══ 提供文本
該算法會傾向於大眾商品和具有很多說明信息的商品。對於新商品或客戶有cold start問題。
在實際生產當中,一般會預先計算所有用戶的推薦,然後存到NoSQL來實現實時推薦,但這很浪費存儲空間(大部分人在當天不一定需要推薦)。而單獨計算需要幾秒鐘的時間。Oryx 2 可能是一個解決方法。
將一些數值轉化為Integer或者Int更有效率。
參數:
rank:latent factors數量,默認10
alpha:implicit feedback時,被觀察和未被觀察的互動的相對比重,越高說明越看重已記錄的,默認1,40也是個不錯的選擇
regParam:默認0.1
implicitPrefs:boolean,是否implicit,默認true
nonnegative:默認false,non-negative constraints on the least-squares problem
numUserBlocks:默認10
numItemBlocks:默認10
maxIter:默認10
checkpointInterval
seed
coldStartStrategy:設定模型如何預測新客戶或商品(訓練時沒見過的),只可選drop
and nan
。
blocks一般是one to five million ratings per block,如果少於這個數,更多的block也不會提升效率
val ratings = spark.read.textFile("/data/sample_movielens_ratings.txt")
.selectExpr("split(value , ‘::‘) as col")
.selectExpr(
"cast(col[0] as int) as userId",
"cast(col[1] as int) as movieId",
"cast(col[2] as float) as rating",
"cast(col[3] as long) as timestamp")
val Array(training, test) = ratings.randomSplit(Array(0.8, 0.2))
val als = new ALS()
.setMaxIter(5)
.setRegParam(0.01)
.setUserCol("userId")
.setItemCol("movieId")
.setRatingCol("rating")
println(als.explainParams())
val alsModel = als.fit(training)
val predictions = alsModel.transform(test)
//結果,查看排名前十的
alsModel.recommendForAllUsers(10)
.selectExpr("userId", "explode(recommendations)").show()
alsModel.recommendForAllItems(10)
.selectExpr("movieId", "explode(recommendations)").show()
//評估,先將cold-start strategy設為drop
val evaluator = new RegressionEvaluator()
.setMetricName("rmse")
.setLabelCol("rating")
.setPredictionCol("prediction")
val rmse = evaluator.evaluate(predictions)
println(s"Root-mean-square error = $rmse")
//Regression Metrics
val regComparison = predictions.select("rating", "prediction")
.rdd.map(x => (x.getFloat(0).toDouble,x.getFloat(1).toDouble))
val metrics = new RegressionMetrics(regComparison)
metrics.rootMeanSquaredError//和上面Root-mean-square error一樣
//Ranking Metrics,下面評估不關註值,而是ALS是否會推薦某個值以上的商品
//下面將rating大於2.5的定為好的商品
val perUserActual = predictions
.where("rating > 2.5")
.groupBy("userId")
.agg(expr("collect_set(movieId) as movies"))
════
> _待解問題_
根據提供文本,參數 alpha 的預設值是多少? 請只根據提供文本作答。
══ 已存資料列
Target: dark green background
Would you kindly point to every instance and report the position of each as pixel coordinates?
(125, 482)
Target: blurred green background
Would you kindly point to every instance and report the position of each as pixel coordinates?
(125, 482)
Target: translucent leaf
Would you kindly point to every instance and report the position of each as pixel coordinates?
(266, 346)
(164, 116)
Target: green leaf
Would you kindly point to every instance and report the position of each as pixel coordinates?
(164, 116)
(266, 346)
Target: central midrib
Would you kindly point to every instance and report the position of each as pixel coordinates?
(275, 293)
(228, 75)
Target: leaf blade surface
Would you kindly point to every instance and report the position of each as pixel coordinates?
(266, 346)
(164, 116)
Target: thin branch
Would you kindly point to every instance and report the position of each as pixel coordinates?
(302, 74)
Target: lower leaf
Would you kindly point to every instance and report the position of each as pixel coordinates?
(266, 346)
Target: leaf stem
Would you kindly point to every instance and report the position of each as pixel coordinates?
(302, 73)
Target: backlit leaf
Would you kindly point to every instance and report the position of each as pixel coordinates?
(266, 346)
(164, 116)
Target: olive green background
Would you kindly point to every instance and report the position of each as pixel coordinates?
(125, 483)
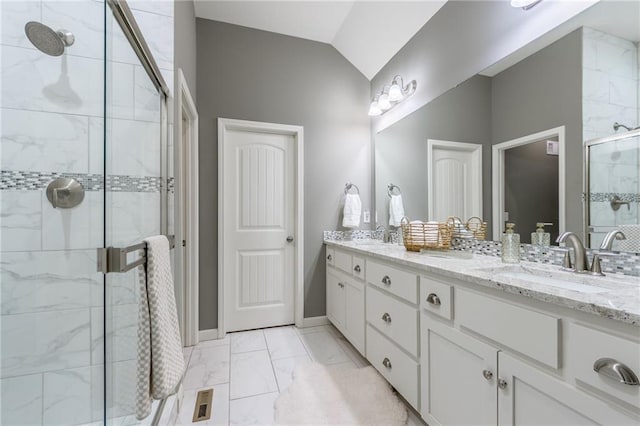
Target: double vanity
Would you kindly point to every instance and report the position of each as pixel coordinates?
(466, 339)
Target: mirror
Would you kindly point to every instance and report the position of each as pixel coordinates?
(531, 119)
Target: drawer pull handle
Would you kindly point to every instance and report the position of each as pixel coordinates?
(487, 374)
(616, 370)
(386, 363)
(433, 299)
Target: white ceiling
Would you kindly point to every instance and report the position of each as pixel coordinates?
(367, 33)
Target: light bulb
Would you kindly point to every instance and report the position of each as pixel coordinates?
(374, 109)
(383, 102)
(395, 93)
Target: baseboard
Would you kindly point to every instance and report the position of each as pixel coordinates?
(211, 334)
(315, 321)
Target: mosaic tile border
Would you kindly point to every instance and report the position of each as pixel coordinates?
(600, 197)
(612, 262)
(36, 181)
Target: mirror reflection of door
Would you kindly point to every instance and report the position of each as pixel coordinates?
(531, 187)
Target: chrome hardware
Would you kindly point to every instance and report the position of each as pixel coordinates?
(433, 299)
(65, 193)
(616, 370)
(616, 202)
(596, 267)
(578, 250)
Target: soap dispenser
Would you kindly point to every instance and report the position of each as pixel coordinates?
(541, 238)
(510, 245)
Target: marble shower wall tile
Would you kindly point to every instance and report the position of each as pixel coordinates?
(73, 396)
(45, 341)
(49, 281)
(32, 80)
(21, 220)
(21, 400)
(60, 142)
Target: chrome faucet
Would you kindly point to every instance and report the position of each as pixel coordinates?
(581, 263)
(607, 242)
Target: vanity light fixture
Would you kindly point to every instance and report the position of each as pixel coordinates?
(392, 95)
(524, 4)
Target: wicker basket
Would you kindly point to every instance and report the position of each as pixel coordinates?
(418, 236)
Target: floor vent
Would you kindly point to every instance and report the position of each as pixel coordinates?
(202, 410)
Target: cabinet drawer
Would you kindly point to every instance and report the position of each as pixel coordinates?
(402, 284)
(401, 371)
(585, 346)
(342, 261)
(394, 319)
(531, 333)
(436, 297)
(331, 256)
(358, 267)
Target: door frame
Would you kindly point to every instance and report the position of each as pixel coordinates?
(187, 228)
(228, 124)
(497, 166)
(474, 148)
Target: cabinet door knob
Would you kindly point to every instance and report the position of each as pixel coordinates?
(386, 363)
(487, 374)
(433, 299)
(616, 370)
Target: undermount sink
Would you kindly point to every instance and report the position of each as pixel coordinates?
(561, 279)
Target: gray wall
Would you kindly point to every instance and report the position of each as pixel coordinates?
(255, 75)
(531, 188)
(184, 49)
(460, 115)
(541, 92)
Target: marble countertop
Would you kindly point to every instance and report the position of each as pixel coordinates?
(618, 299)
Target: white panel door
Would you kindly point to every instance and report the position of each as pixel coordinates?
(258, 210)
(455, 180)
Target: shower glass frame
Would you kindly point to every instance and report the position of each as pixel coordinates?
(586, 191)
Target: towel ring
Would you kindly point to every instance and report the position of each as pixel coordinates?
(349, 186)
(390, 189)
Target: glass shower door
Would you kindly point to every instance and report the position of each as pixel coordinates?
(133, 205)
(51, 126)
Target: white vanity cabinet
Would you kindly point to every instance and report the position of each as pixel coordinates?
(346, 297)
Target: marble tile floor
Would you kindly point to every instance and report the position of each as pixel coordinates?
(248, 370)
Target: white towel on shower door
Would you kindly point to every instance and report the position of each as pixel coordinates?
(352, 210)
(160, 362)
(396, 210)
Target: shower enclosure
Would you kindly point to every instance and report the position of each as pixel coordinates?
(82, 99)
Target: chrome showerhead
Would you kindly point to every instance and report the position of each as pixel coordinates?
(46, 40)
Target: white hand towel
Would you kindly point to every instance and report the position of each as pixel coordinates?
(352, 210)
(396, 210)
(160, 361)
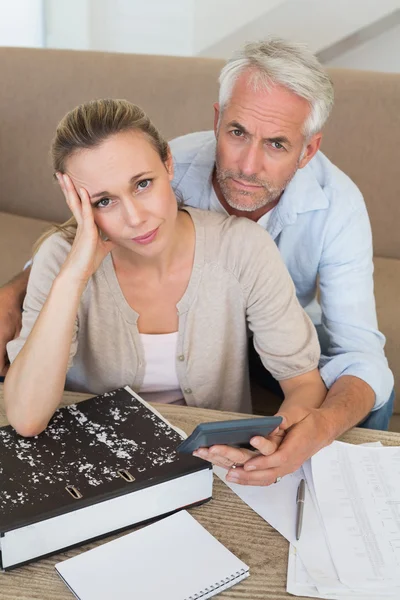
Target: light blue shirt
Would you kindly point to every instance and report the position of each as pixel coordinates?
(322, 230)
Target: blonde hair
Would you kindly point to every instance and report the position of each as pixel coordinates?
(87, 126)
(291, 65)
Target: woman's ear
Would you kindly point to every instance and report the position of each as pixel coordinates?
(169, 164)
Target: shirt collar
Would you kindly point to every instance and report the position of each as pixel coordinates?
(195, 184)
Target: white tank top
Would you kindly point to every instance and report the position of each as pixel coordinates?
(160, 382)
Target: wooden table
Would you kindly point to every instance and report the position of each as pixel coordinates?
(229, 519)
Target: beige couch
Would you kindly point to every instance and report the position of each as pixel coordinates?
(39, 86)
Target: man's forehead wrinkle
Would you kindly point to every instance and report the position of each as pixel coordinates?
(267, 117)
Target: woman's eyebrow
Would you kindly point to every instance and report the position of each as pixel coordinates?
(132, 180)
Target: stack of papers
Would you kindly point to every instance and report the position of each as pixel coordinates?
(350, 542)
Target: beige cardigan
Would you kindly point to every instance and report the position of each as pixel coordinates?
(238, 283)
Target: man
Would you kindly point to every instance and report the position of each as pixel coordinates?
(264, 163)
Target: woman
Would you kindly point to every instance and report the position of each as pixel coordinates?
(135, 290)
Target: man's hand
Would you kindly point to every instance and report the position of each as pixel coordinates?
(11, 296)
(303, 432)
(227, 456)
(281, 453)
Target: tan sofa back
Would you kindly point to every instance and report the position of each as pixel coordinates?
(39, 86)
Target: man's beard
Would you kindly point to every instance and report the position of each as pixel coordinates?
(262, 198)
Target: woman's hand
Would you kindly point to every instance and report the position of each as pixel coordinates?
(88, 249)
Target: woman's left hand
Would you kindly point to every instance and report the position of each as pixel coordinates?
(294, 443)
(241, 460)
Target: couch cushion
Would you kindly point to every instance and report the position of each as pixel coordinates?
(17, 236)
(387, 294)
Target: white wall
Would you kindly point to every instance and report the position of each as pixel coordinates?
(21, 23)
(67, 24)
(319, 23)
(379, 54)
(145, 27)
(215, 19)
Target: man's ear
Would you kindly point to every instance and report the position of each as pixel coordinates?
(169, 164)
(217, 113)
(311, 149)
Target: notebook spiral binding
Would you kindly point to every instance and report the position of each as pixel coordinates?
(218, 584)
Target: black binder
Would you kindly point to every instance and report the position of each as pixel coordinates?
(100, 466)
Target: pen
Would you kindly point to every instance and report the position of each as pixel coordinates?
(301, 491)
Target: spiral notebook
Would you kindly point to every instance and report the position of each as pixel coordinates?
(174, 559)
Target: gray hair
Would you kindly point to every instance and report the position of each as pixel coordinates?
(291, 65)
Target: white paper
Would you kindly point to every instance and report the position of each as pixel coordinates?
(358, 494)
(173, 559)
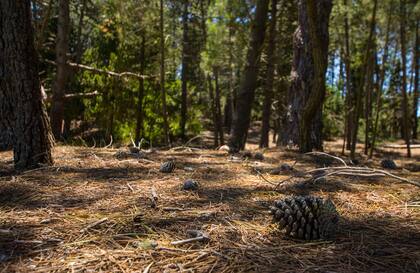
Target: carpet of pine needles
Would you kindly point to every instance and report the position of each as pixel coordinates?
(45, 215)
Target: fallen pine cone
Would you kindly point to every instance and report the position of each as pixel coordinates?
(306, 217)
(167, 167)
(388, 164)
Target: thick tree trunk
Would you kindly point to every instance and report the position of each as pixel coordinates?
(21, 106)
(219, 122)
(140, 95)
(268, 88)
(416, 82)
(162, 76)
(213, 111)
(368, 101)
(362, 83)
(61, 49)
(349, 92)
(245, 98)
(184, 72)
(303, 124)
(229, 106)
(381, 83)
(406, 119)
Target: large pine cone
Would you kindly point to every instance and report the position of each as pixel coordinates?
(388, 164)
(167, 167)
(306, 217)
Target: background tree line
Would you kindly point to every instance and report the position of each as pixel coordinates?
(167, 70)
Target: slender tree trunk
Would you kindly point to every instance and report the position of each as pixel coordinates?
(229, 98)
(268, 88)
(242, 116)
(185, 71)
(61, 49)
(22, 110)
(140, 95)
(349, 91)
(162, 76)
(318, 18)
(303, 125)
(79, 43)
(368, 101)
(416, 81)
(381, 82)
(406, 120)
(40, 30)
(369, 46)
(213, 112)
(219, 122)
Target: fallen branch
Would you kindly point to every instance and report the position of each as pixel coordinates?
(147, 269)
(153, 197)
(328, 155)
(94, 224)
(110, 143)
(361, 171)
(102, 71)
(199, 236)
(77, 95)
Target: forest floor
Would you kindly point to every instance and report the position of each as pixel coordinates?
(49, 217)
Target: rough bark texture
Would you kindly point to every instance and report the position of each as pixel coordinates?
(268, 88)
(62, 44)
(219, 122)
(362, 84)
(349, 91)
(213, 112)
(140, 95)
(380, 84)
(246, 93)
(184, 72)
(406, 119)
(303, 124)
(416, 82)
(21, 107)
(162, 76)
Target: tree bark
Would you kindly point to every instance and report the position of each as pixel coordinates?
(381, 80)
(362, 84)
(219, 122)
(184, 72)
(318, 17)
(268, 88)
(349, 93)
(406, 120)
(140, 95)
(213, 112)
(245, 98)
(368, 100)
(303, 124)
(61, 49)
(416, 82)
(21, 106)
(162, 77)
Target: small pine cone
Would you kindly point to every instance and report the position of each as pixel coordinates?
(388, 164)
(246, 155)
(258, 156)
(167, 167)
(306, 217)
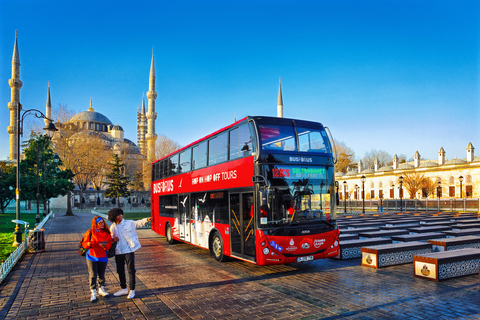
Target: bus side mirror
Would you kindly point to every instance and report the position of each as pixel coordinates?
(263, 198)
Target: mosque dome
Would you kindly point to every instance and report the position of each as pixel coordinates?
(117, 127)
(428, 164)
(368, 171)
(406, 166)
(90, 116)
(455, 161)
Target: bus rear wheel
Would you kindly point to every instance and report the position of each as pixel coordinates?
════
> _結果如下_
預設值是 1。